• **YOUR TASK**
The entries below should appear again in your reply, word for word.

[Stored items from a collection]
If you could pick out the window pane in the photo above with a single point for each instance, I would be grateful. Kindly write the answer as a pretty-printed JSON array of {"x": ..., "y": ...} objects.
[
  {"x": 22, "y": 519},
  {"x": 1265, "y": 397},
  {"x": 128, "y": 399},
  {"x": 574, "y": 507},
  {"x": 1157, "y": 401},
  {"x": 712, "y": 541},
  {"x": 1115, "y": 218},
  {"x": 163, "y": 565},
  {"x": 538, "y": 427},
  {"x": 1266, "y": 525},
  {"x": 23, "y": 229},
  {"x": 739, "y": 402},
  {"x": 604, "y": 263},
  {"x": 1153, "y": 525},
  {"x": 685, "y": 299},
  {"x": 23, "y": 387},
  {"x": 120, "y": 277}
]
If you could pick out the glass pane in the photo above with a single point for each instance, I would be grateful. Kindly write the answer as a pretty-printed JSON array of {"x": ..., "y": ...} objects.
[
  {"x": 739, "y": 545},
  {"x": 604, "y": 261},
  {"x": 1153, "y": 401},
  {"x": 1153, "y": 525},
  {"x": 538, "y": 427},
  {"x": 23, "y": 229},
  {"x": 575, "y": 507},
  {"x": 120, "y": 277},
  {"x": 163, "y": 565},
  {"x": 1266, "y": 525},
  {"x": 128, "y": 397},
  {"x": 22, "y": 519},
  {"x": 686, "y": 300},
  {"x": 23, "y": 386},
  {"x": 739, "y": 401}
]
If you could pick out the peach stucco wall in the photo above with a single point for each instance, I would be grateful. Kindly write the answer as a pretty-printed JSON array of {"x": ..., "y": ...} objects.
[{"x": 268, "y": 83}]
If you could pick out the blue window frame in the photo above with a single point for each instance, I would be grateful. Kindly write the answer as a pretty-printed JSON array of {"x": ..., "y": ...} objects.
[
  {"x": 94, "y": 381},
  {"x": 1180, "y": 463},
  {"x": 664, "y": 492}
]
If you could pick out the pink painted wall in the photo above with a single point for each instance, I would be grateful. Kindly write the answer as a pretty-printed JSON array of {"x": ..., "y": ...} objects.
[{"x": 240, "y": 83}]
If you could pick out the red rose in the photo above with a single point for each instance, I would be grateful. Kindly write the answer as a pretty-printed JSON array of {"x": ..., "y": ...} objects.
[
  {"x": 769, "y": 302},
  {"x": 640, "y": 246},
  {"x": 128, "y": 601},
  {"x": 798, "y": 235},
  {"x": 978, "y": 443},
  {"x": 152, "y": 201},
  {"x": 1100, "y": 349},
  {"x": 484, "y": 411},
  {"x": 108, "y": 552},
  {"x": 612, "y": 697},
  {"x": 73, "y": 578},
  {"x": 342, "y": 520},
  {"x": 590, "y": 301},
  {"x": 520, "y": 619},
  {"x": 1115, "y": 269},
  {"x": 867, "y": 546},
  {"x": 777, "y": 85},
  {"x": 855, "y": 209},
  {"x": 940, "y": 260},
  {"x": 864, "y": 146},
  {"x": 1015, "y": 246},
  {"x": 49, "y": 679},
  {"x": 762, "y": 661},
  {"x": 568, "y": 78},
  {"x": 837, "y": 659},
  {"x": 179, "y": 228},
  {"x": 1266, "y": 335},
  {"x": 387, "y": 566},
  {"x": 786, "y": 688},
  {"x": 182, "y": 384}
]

• **RESPONSE TO THIS TASK**
If you could pick out the window pane in the photo above with a single point for each instance, I would be grateful. Kindly write the answer as a pretty-printed JSON array of {"x": ..., "y": ...} objects.
[
  {"x": 22, "y": 519},
  {"x": 1265, "y": 397},
  {"x": 128, "y": 399},
  {"x": 574, "y": 507},
  {"x": 1157, "y": 401},
  {"x": 712, "y": 541},
  {"x": 1115, "y": 218},
  {"x": 163, "y": 565},
  {"x": 538, "y": 427},
  {"x": 1266, "y": 525},
  {"x": 23, "y": 229},
  {"x": 739, "y": 402},
  {"x": 604, "y": 263},
  {"x": 1153, "y": 525},
  {"x": 685, "y": 299},
  {"x": 23, "y": 387},
  {"x": 120, "y": 277}
]
If you could pick out the glass pane in the photo above with a single point for each instance, I would be grateful. Kindly write the answer as a pretty-printed JSON array of {"x": ..., "y": ...} objects.
[
  {"x": 739, "y": 545},
  {"x": 604, "y": 261},
  {"x": 1153, "y": 401},
  {"x": 1153, "y": 525},
  {"x": 538, "y": 427},
  {"x": 23, "y": 229},
  {"x": 575, "y": 507},
  {"x": 120, "y": 277},
  {"x": 163, "y": 565},
  {"x": 1266, "y": 525},
  {"x": 128, "y": 397},
  {"x": 22, "y": 519},
  {"x": 686, "y": 300},
  {"x": 23, "y": 386},
  {"x": 739, "y": 401}
]
If you could pick out the peach stucco wall in the photo above with a single point for each instance, I would be grateful. Kindly write the answer as a pretty-printed JSON array of {"x": ..., "y": ...} objects.
[{"x": 268, "y": 83}]
If you could pick out the blue window frame in the photo above with a single point for each instance, I would be grateful. Kindly write the answer as a pretty-printed JSON array of {"x": ..., "y": ...} objects.
[
  {"x": 94, "y": 381},
  {"x": 1180, "y": 463},
  {"x": 664, "y": 492}
]
If you could pick out the pink painted wall in the photo above with a single point for each instance, I would be grateful. Kindly write the answer as a pretty-printed JSON array of {"x": ..., "y": ...} objects.
[{"x": 240, "y": 83}]
If you could pick out the red rose in the photo above with a single point for each instance, I would be grateful. Kindly write the answer as a pretty-printed JSON array of {"x": ..., "y": ...} objects.
[
  {"x": 769, "y": 302},
  {"x": 640, "y": 246},
  {"x": 128, "y": 601},
  {"x": 798, "y": 235},
  {"x": 978, "y": 443},
  {"x": 152, "y": 201},
  {"x": 1100, "y": 349},
  {"x": 484, "y": 411},
  {"x": 108, "y": 552},
  {"x": 612, "y": 697},
  {"x": 73, "y": 578},
  {"x": 342, "y": 520},
  {"x": 590, "y": 301},
  {"x": 520, "y": 619},
  {"x": 1115, "y": 269},
  {"x": 867, "y": 546},
  {"x": 777, "y": 85},
  {"x": 855, "y": 209},
  {"x": 940, "y": 260},
  {"x": 864, "y": 146},
  {"x": 1015, "y": 246},
  {"x": 49, "y": 679},
  {"x": 762, "y": 661},
  {"x": 568, "y": 78},
  {"x": 837, "y": 659},
  {"x": 179, "y": 228},
  {"x": 1266, "y": 335},
  {"x": 387, "y": 566},
  {"x": 786, "y": 688},
  {"x": 182, "y": 384}
]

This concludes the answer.